### TASK TO CARRY OUT
Each line below that holds the word "bird" counts once. Say how many such lines there are, and no more.

### PROVIDED DATA
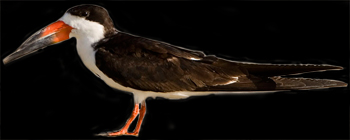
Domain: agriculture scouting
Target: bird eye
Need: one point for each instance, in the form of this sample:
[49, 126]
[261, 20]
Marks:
[85, 14]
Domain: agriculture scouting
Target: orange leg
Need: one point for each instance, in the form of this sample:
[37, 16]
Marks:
[124, 130]
[139, 122]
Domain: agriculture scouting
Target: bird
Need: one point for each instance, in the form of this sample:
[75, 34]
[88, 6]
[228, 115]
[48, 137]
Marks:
[151, 68]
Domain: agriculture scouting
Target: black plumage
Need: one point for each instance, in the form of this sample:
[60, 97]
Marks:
[151, 65]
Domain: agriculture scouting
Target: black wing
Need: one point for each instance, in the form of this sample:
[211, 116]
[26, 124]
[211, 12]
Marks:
[150, 65]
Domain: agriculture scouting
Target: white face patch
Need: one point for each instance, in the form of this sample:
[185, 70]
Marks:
[83, 29]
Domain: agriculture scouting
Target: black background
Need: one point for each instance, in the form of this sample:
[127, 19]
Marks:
[52, 95]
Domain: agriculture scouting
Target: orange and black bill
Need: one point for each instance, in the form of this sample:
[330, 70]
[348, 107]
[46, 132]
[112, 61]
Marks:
[51, 34]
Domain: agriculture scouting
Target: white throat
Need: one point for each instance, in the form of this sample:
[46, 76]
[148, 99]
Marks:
[87, 33]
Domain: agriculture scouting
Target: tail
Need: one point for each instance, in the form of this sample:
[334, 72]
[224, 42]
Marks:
[305, 83]
[285, 69]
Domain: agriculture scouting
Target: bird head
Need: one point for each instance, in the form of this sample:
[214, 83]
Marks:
[84, 22]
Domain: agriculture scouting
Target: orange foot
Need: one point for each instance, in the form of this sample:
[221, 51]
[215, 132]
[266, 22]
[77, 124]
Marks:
[124, 130]
[118, 133]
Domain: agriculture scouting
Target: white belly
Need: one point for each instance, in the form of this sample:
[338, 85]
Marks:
[87, 55]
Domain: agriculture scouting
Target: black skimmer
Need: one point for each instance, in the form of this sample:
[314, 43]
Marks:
[191, 59]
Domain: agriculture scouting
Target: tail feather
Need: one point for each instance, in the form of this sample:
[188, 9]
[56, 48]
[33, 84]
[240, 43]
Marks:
[305, 83]
[285, 69]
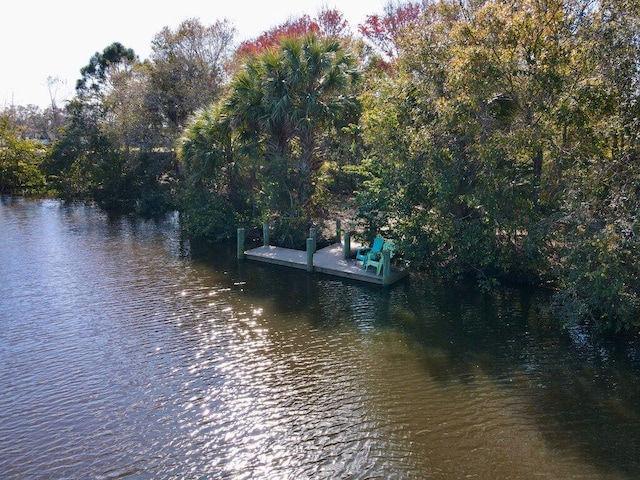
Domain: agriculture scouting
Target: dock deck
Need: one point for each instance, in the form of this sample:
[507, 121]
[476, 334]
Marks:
[328, 260]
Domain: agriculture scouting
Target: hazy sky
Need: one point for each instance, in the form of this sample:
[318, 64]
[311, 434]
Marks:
[44, 38]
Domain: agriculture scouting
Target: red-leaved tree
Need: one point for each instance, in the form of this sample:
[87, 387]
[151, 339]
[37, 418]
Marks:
[383, 31]
[296, 27]
[328, 23]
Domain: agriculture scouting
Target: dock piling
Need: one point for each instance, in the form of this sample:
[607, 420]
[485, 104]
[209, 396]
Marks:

### EXERCISE ANSWER
3